EXTRACTED DATA:
--
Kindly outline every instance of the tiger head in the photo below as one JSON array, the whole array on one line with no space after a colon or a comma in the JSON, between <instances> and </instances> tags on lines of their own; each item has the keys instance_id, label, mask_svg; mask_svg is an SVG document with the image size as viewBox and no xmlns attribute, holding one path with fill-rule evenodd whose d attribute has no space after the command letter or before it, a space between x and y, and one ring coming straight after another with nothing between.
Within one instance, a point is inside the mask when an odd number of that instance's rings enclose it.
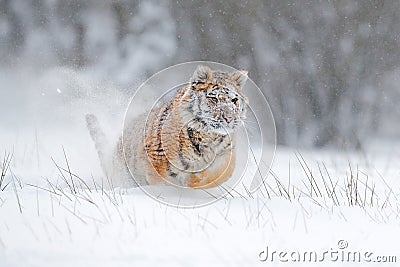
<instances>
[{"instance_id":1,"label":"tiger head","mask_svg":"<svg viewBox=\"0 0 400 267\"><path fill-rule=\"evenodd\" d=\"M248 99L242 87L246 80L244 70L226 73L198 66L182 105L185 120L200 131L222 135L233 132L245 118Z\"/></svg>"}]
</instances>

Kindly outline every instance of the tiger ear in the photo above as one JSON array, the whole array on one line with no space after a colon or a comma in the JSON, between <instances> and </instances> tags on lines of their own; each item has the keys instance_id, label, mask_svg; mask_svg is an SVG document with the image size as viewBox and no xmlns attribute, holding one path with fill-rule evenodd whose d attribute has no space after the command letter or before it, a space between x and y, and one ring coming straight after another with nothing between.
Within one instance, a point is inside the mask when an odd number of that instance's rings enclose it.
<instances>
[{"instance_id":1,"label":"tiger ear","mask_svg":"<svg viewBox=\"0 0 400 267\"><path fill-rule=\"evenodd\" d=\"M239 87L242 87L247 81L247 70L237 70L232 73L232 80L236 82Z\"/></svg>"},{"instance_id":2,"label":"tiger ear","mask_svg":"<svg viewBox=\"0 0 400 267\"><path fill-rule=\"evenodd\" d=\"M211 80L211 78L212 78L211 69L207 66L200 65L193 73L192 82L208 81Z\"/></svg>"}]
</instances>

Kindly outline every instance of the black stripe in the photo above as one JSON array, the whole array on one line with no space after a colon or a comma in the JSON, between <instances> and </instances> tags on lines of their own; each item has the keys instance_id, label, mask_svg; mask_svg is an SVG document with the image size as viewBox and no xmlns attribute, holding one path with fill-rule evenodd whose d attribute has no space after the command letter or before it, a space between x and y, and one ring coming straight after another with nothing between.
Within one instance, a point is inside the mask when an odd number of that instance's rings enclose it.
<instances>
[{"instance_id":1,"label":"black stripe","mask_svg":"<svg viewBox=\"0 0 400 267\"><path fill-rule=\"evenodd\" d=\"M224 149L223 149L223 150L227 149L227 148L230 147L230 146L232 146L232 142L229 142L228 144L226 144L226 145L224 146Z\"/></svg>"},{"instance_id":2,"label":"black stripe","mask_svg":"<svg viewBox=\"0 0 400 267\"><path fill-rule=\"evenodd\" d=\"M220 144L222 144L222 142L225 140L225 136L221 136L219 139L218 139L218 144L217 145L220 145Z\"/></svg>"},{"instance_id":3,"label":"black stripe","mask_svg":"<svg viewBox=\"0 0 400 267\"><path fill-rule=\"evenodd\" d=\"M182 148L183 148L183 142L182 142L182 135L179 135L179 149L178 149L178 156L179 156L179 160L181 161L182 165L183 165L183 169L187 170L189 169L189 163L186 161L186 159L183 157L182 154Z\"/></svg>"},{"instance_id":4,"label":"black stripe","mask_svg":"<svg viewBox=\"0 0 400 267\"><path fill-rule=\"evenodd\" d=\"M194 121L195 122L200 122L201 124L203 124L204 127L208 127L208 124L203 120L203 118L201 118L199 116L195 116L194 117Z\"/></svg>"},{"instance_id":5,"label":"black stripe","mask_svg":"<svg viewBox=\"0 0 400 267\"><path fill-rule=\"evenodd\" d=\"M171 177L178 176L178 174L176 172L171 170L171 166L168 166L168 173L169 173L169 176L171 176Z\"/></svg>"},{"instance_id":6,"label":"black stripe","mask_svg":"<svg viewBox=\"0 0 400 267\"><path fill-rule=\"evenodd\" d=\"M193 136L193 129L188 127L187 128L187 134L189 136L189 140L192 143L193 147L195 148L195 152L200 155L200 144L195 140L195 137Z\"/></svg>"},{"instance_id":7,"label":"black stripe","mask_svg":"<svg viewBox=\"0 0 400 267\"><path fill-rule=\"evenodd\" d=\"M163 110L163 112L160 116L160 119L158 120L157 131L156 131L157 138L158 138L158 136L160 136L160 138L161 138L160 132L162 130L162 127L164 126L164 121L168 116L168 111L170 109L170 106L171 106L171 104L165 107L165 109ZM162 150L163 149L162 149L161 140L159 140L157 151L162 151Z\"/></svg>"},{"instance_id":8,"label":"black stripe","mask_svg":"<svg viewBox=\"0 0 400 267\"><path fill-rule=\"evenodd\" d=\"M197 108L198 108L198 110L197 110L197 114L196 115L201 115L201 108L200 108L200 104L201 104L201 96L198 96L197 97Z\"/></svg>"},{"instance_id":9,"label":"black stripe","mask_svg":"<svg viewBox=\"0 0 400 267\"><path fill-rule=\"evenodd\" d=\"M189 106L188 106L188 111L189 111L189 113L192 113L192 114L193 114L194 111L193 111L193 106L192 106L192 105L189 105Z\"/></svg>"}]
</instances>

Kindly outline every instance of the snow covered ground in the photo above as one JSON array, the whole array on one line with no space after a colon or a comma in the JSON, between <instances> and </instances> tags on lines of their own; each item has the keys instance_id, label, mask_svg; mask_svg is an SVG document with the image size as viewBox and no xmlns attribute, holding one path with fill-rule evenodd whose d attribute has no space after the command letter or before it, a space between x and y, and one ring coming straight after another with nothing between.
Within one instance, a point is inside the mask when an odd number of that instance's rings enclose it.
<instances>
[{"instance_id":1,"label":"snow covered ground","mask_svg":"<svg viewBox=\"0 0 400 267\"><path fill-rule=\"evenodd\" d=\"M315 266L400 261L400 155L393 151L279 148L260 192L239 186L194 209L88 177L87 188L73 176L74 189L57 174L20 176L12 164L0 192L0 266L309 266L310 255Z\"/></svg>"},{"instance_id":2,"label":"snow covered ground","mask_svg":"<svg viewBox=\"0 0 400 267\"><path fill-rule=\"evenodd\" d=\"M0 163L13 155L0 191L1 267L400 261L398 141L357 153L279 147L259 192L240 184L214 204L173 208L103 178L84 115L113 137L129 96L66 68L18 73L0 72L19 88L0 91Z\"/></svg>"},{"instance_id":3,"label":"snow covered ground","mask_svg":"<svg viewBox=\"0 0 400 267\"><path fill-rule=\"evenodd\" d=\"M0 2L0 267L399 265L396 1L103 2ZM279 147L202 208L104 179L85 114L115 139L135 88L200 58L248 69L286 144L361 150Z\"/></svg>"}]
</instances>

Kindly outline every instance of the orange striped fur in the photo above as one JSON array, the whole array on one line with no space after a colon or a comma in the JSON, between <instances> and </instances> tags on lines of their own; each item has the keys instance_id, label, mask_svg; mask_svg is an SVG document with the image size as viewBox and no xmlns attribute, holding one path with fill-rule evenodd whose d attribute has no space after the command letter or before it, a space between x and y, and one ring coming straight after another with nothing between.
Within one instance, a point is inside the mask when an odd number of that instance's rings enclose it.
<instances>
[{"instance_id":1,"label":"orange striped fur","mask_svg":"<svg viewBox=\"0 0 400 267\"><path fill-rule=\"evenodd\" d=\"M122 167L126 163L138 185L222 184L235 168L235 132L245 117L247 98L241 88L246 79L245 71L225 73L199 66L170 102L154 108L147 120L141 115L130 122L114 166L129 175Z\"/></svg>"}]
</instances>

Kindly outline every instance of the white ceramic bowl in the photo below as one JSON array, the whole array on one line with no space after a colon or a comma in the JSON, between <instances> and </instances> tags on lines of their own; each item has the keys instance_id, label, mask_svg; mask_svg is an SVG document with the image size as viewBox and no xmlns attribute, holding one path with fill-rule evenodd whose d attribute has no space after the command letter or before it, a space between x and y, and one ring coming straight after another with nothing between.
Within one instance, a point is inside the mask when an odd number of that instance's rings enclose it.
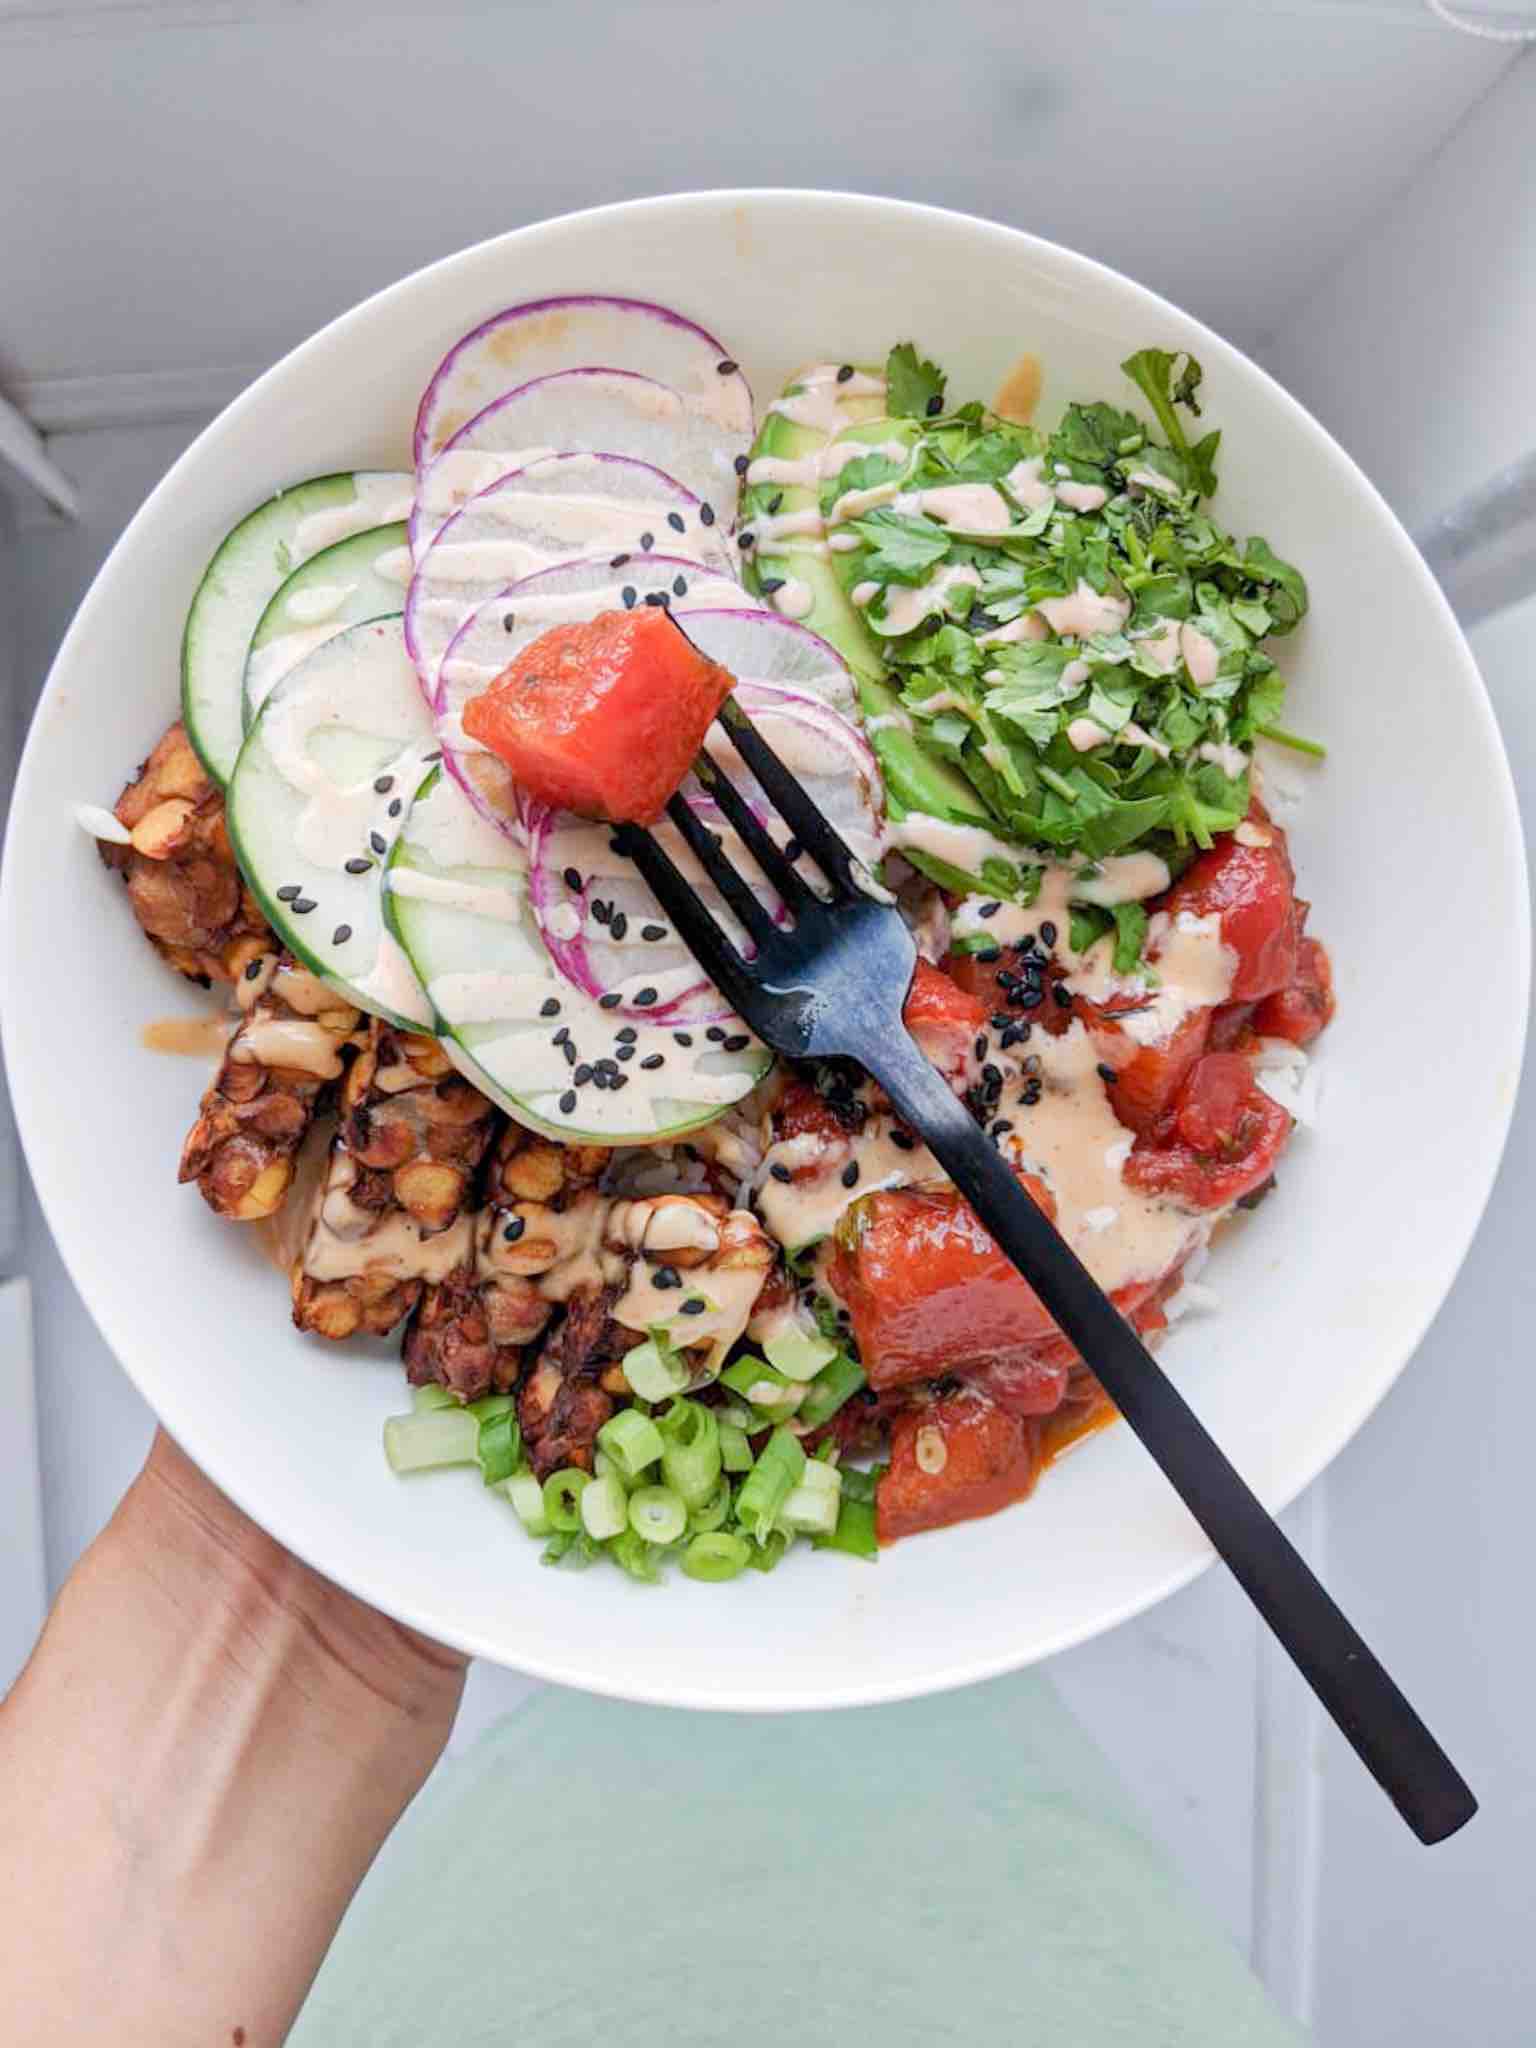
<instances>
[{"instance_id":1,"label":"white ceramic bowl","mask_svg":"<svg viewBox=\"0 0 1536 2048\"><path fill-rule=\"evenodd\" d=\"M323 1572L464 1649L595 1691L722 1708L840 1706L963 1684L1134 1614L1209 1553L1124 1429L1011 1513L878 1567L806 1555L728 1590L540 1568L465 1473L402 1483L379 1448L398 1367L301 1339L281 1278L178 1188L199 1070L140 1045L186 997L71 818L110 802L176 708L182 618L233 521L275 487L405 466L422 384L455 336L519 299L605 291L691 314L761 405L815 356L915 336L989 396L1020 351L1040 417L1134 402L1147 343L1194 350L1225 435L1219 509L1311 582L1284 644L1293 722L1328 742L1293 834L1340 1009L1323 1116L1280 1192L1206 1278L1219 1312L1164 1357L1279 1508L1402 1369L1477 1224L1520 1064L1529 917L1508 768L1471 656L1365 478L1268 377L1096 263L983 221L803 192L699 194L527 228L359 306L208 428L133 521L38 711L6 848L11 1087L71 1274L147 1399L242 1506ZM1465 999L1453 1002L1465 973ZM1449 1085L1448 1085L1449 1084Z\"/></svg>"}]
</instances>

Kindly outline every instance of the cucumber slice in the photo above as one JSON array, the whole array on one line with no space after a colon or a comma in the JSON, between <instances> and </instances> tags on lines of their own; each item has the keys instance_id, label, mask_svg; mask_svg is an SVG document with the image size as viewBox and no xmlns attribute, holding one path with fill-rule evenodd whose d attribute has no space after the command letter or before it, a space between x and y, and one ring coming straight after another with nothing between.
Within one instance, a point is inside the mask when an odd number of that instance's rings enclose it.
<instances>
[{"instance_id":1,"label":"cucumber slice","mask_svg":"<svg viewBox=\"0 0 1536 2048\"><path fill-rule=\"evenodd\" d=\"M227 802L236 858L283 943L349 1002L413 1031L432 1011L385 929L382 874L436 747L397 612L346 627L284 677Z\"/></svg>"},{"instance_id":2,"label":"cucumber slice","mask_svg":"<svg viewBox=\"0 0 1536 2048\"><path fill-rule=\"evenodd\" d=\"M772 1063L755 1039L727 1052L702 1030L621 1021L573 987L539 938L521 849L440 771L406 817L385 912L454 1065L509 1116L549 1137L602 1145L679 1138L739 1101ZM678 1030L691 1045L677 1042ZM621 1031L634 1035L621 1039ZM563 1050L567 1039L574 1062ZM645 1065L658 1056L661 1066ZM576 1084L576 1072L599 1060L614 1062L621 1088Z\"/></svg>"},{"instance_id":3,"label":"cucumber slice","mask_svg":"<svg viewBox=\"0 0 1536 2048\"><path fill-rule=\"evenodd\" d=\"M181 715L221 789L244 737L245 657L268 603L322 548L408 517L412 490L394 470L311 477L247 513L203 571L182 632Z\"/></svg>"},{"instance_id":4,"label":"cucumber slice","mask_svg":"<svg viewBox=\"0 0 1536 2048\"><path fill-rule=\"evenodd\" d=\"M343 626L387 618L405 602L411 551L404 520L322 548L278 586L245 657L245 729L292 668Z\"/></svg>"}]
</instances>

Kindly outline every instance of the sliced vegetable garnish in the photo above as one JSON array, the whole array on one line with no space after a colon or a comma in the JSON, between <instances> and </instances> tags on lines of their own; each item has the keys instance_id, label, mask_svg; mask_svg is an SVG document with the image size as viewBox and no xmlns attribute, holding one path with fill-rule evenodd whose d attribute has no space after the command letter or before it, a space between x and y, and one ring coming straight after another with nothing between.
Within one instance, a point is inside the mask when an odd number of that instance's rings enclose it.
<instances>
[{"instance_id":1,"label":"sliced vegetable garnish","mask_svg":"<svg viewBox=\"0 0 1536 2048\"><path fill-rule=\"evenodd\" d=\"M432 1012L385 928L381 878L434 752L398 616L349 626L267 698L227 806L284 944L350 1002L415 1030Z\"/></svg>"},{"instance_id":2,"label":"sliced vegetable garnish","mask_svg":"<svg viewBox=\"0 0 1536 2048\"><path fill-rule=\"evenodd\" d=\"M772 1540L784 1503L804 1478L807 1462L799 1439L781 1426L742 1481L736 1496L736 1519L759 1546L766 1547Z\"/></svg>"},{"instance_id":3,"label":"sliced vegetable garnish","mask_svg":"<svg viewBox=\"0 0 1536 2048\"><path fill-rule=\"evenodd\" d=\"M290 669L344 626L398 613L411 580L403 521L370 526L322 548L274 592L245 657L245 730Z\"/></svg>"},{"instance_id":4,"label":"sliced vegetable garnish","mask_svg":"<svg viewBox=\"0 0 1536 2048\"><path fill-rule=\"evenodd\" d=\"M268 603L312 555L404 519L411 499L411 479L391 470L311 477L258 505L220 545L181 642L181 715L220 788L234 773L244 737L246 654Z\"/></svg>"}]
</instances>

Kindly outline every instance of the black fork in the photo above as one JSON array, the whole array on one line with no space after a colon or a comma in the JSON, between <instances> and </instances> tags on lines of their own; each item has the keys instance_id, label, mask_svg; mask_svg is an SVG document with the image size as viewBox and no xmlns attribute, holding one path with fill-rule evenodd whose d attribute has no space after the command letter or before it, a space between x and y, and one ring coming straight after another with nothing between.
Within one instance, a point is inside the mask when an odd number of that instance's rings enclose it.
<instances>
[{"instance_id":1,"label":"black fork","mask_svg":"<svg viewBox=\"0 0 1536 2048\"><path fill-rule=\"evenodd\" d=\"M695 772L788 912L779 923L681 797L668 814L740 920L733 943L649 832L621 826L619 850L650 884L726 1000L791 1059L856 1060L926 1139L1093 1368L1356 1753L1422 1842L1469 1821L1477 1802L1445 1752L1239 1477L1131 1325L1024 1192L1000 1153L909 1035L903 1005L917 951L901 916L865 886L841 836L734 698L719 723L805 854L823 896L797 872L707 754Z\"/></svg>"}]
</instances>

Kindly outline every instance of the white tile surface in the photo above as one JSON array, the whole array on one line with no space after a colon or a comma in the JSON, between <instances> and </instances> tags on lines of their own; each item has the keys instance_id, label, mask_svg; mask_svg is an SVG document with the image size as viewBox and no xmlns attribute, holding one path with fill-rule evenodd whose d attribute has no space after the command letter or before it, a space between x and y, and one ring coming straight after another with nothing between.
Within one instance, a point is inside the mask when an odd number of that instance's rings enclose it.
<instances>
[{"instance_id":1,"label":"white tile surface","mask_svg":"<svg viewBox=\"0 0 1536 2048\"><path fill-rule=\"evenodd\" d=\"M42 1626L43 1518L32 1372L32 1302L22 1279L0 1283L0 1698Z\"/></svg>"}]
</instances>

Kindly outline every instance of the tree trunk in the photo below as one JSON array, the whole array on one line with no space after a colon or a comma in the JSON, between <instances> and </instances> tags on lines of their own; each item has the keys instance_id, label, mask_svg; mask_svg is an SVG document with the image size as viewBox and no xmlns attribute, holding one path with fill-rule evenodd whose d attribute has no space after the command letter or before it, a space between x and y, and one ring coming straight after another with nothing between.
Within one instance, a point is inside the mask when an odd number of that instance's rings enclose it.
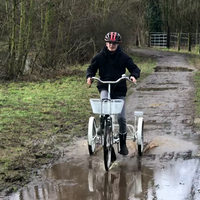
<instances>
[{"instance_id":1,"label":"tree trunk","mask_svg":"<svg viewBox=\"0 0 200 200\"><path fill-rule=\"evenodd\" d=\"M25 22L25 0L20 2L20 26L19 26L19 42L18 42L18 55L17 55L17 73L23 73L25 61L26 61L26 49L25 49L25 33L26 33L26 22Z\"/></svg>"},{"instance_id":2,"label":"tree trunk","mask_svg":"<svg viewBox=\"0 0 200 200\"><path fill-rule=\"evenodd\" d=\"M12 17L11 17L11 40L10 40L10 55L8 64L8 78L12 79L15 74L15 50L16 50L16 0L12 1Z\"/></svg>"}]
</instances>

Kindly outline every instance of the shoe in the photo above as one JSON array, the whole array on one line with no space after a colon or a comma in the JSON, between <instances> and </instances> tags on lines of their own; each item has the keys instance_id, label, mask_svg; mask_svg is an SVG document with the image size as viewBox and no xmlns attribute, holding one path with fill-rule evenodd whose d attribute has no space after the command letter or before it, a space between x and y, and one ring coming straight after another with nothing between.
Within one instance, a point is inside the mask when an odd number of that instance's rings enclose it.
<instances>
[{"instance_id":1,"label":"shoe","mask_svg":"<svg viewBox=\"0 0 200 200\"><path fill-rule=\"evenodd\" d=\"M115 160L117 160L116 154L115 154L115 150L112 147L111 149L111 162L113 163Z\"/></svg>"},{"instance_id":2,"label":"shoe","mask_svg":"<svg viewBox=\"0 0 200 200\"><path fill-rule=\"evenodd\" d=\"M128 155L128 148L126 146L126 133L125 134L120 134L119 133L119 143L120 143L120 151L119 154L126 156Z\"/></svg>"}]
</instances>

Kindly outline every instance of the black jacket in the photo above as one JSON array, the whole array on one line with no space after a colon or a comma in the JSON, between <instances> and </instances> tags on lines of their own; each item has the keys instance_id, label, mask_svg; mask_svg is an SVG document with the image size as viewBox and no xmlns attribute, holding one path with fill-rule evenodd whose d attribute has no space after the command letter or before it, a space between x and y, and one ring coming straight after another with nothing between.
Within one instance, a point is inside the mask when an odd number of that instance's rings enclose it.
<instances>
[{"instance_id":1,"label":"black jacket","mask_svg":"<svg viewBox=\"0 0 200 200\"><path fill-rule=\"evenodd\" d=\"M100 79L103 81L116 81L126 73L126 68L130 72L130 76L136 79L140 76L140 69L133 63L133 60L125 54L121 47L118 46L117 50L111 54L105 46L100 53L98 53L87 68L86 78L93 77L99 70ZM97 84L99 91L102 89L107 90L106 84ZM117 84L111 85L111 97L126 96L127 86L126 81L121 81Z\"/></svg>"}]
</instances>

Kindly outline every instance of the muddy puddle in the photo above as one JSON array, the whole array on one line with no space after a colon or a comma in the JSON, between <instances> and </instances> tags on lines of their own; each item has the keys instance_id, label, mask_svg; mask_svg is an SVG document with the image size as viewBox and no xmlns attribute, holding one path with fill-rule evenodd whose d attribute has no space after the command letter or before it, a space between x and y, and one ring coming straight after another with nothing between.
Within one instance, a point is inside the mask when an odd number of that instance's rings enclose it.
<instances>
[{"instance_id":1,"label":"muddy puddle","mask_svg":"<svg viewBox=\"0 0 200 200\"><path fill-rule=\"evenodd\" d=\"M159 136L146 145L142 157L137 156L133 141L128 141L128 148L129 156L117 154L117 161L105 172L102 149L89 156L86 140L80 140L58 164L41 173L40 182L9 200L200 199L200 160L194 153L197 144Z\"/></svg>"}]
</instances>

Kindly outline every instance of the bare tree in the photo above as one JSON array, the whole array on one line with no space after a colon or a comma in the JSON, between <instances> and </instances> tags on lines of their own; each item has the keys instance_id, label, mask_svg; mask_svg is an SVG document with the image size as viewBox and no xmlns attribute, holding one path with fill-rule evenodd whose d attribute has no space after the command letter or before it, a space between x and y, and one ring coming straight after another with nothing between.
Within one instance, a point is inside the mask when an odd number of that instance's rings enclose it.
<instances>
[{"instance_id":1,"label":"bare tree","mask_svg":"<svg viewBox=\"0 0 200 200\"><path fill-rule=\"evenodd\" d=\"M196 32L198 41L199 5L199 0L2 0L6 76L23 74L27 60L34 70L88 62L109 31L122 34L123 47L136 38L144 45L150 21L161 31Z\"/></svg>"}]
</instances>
--
WORK ITEM:
Print exactly the lines above, between the one holding "Kindly outline every instance of the tiger ear" and the one holding "Kindly outline every instance of the black stripe", inclusive, and nothing besides.

OUTPUT BELOW:
Kindly outline every instance of the tiger ear in the photo above as one JSON array, the whole array on one line with no space after a colon or a comma in the JSON, between <instances> and </instances> tags on lines of their own; each item has the keys instance_id, label, mask_svg; mask_svg is an SVG document with the image size as viewBox and no xmlns attribute, holding one path with fill-rule evenodd whose d attribute has no space after the command letter or before it, a space between x and y, and one ring coming straight after another with nothing between.
Within one instance, a point is inside the mask when an odd number of that instance's rings enclose it.
<instances>
[{"instance_id":1,"label":"tiger ear","mask_svg":"<svg viewBox=\"0 0 400 267\"><path fill-rule=\"evenodd\" d=\"M239 87L242 87L247 81L247 70L237 70L232 73L232 80L236 82Z\"/></svg>"},{"instance_id":2,"label":"tiger ear","mask_svg":"<svg viewBox=\"0 0 400 267\"><path fill-rule=\"evenodd\" d=\"M211 80L211 78L212 78L211 69L207 66L200 65L193 73L192 82L208 81Z\"/></svg>"}]
</instances>

Kindly outline every instance of the black stripe in the photo above as one JSON array, the whole array on one line with no space after a colon or a comma in the JSON, between <instances> and </instances> tags on lines of their own; each item has the keys instance_id, label, mask_svg; mask_svg is an SVG document with the image size as viewBox and no xmlns attribute, holding one path with fill-rule evenodd whose d attribute has no space after the command letter or before it, a space between x and y, and one ring coming straight after another with nothing between.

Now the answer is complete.